● **Excerpt**:
____________________

A space engineer who brought us images of Mars confronts Earth’s brutal realities in Gaza
From his modest home office in Santa Monica this week, Loay Elbasyouni prepared to review rocket engine designs during a meeting on Blue Moon, a spacecraft that in the not-too-distant future will launch astronauts to the moon to explore the surface of its southern pole.
NASA’s Artemis V mission, scheduled for 2029, is fifth in a planned series of efforts to return to Earth’s lone natural satellite for the first time since the Apollo program. And it’s not Elbasyouni’s first foray into space exploration.
Before his current job as senior manager of engine electrical design for Blue Origin, a space technology company owned by billionaire Jeff Bezos, Elbasyouni helped design a lightweight robotic helicopter for NASA’s Mars 2020 Perseverance Rover mission. Dubbed “Ingenuity,” the aircraft made history in 2021 when it took to the skies above Mars and recorded stunning views of the Red Planet’s rocky terrain during its initial trek.
“One thing that I have learned from space is that Earth is very special place,” said Elbasyouni, 44. “The worst place on Earth is better at sustaining life than the best place on Mars.”
In Elbasyouni’s hometown of Beit Hanoun in Gaza, Ingenuity made him a proud son of Palestine. His image was featured in schools and on banners hung along the main street leading into the city. Elbasyouni’s uncle hosted a grand celebration in Beit Hanoun in honor of his nephew, with a guest list that included the city’s mayor.
“It was a great moment of pride,” Elbasyouni said. “The helicopter flight on Mars probably went more viral in Gaza than anywhere else.”
Those were heady times, before the events of Oct. 7 spawned a crushing war that set Elbasyouni on a more anguishing, terrestrial mission.

____________________

● **Saved entries**:
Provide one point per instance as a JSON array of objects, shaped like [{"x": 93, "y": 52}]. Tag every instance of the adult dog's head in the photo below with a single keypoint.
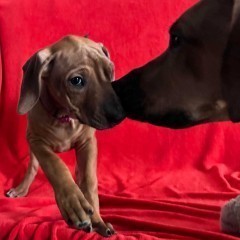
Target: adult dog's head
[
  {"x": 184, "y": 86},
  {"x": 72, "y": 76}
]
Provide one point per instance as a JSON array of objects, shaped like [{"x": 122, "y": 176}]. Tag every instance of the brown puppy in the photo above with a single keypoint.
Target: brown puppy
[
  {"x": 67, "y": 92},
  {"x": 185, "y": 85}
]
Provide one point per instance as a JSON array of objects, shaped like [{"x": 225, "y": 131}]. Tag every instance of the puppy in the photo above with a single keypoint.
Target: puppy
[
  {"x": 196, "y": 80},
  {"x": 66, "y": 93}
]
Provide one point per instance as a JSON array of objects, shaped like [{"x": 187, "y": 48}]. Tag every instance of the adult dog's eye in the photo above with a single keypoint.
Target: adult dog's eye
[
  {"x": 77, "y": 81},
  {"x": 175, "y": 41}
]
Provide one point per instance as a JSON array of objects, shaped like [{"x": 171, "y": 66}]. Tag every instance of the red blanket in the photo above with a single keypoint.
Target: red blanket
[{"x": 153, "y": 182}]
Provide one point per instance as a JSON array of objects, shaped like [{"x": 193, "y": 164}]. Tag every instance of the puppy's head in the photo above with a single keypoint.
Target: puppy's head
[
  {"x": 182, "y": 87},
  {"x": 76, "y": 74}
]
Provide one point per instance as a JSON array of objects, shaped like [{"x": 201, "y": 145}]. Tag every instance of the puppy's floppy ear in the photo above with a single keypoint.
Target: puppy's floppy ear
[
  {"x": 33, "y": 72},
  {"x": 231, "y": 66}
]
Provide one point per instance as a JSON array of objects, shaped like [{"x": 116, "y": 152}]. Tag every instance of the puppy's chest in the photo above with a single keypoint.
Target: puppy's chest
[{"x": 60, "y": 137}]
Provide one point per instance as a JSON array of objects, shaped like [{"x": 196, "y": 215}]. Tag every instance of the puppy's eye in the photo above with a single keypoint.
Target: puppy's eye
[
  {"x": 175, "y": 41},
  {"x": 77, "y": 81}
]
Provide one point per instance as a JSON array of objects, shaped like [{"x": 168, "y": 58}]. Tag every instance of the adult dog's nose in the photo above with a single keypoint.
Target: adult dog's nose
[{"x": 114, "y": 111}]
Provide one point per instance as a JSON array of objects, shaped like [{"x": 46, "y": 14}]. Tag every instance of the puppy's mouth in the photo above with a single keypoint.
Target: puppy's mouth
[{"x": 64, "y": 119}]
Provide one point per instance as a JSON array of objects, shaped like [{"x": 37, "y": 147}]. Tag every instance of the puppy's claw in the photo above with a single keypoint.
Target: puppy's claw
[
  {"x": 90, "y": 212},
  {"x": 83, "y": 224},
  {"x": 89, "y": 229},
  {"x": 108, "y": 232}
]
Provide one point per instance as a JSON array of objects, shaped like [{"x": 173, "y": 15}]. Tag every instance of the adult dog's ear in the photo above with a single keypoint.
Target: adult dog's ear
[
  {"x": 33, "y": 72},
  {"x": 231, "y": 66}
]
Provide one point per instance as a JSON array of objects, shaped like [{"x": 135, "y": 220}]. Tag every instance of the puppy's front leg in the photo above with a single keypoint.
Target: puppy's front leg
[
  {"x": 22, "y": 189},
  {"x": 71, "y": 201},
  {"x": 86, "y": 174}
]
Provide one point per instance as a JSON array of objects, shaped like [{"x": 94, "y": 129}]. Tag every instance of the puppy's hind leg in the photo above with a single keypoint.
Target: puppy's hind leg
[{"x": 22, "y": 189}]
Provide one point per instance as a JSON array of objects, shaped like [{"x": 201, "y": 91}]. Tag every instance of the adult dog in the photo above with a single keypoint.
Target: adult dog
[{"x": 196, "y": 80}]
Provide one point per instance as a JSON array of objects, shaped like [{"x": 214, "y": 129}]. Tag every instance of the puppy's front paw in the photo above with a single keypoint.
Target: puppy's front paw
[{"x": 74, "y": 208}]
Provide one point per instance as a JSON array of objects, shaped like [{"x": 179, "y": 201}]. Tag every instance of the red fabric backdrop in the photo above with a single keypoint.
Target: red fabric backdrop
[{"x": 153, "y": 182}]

____________________

● **Your objective**:
Using the article about Loay Elbasyouni, answer these:
(a) What is his current job title at Blue Origin?
(b) In what year did Ingenuity make history by flying above Mars?
(c) Which official was on the guest list for the celebration his uncle hosted in Beit Hanoun?

● **Your response**:
(a) Senior manager of engine electrical design
(b) 2021
(c) The city's mayor